▶ _APPLY WHAT YOU READ_
a) Check each statement against the article below on Utah's arbitration bill. Answer yes or no for each, and quote the exact words from the article that decide it. (i) The Utah House approved the new arbitration system by a vote of 64-10. (ii) The new measure lengthens the time a patient has to reverse a signed arbitration agreement. (iii) In the Senate version of the bill, the patient and the doctor chose the third arbitrator.
b) Carry on the article about Utah's arbitration bill, starting after its final sentence.

The Utah House voted 64-10 Monday to approve a new arbitration system. The bill returns to the Senate for concurrence on an amendment. Gov. Olene Walker is expected to sign the measure.

Mandatory arbitration turned into a public relations disaster in Utah last year after Intermountain Health Care demanded 170,000 patients sign arbitration agreements or go elsewhere.

Utah's largest health provider "rolled this out in a pretty ham-handed manner. It no longer became political feasible for them to require mandatory arbitration," said Rep. Stephen Urquhart, R-St. George.

"This at least keeps arbitration breathing a little bit," said Urquhart, a lawyer who criticized "lottery-style verdicts" in the courts for fueling health costs.

This year's Senate Bill 245 "makes arbitration entirely voluntarily. That puts the patient in charge," he said.

It also allows patients to demand cheaper mediation followed by binding arbitration if mediation doesn't work. A three-member arbitration panel would consist of one person chosen by the patient, one by the physician and a third jointly selected by those two arbitrators.

The House changed that method of selection, which under the Senate version had the patient and doctor, not their arbitrators, choosing a third arbitrator. The House sent the bill back to the Senate with that change.

The new measure shortens to 10 days from 30 days the time a patient gets to reverse a signed arbitration agreement. That was a concession to doctors who have "given away a tremendous amount" in negotiations over a new law, Urquhart said.

▶ _DATA TO EXAMINE_
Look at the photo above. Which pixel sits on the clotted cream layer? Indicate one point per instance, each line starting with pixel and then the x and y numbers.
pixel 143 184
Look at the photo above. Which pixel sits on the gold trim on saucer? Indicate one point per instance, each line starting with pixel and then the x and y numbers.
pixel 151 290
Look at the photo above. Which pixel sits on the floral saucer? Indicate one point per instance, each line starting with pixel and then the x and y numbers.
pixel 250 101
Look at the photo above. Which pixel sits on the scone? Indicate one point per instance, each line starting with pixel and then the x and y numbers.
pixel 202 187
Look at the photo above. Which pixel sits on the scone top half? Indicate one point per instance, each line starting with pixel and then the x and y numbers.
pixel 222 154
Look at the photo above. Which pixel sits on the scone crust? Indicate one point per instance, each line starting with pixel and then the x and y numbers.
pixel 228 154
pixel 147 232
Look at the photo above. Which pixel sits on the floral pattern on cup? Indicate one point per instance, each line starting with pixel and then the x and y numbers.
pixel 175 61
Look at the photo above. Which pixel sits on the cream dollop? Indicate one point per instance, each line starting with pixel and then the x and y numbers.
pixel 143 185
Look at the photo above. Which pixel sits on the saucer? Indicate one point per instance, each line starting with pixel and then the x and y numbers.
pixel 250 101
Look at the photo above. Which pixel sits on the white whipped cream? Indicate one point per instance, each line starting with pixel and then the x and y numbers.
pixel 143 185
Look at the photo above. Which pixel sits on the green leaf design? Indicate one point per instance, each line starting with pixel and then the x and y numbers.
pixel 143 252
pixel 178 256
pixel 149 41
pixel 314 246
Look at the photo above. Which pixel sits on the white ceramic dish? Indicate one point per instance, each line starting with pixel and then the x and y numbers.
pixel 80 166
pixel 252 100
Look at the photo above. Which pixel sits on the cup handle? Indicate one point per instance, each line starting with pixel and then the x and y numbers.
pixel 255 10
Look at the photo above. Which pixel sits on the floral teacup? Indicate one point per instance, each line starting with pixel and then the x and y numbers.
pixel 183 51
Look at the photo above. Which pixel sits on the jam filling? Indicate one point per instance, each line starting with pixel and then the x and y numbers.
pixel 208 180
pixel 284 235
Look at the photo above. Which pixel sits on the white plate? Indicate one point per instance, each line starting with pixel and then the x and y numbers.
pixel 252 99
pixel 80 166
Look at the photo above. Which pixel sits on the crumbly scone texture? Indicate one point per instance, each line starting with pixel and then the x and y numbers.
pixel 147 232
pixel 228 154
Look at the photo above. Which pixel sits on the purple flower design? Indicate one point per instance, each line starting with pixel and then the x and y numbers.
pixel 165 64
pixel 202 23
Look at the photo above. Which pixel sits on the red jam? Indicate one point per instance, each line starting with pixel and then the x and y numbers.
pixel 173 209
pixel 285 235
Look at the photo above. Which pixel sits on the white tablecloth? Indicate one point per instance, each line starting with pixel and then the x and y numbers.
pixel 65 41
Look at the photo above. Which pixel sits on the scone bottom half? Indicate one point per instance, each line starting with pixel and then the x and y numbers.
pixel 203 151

▶ _ANSWERS TO THE EXERCISES_
a)
(i) Yes: "The Utah House voted 64-10 Monday to approve a new arbitration system."
(ii) No: "The new measure shortens to 10 days from 30 days the time a patient gets to reverse a signed arbitration agreement."
(iii) Yes: "which under the Senate version had the patient and doctor, not their arbitrators, choosing a third arbitrator."

b)
While attorneys usually cover the costs of malpractice litigation -- and take a third of any award -- patients opting for arbitration will have to share the out-of-pocket cost of arbitrators, who generally charge $300 an hour each, Urquhart said.

"You are talking some money, but the beauty of arbitration is it's so much faster than litigation," he said.

In another change, patient and doctor can agree to hire just one arbitrator to cut costs and settle a case.

IHC rescinded its forced arbitration policy a month ago after a highly publicized battle with patients' advocacy groups and trial lawyers. Legislators held discussions with IHC representatives to forge a compromise.

The law enacted last year allowed doctors to refuse treatment to non-emergency patients unless they agreed that any malpractice claims would be resolved by arbitration instead of lawsuits. IHC and the Utah Medical Association argued that arbitration was a quicker and cheaper solution that would curb the soaring costs of medical malpractice insurance.

"One or two lawyers balked and stirred up a faux grass-roots movement," said Urquhart. "I think we had a good law from last year. It's unfortunate for whatever reason we're backing away from it."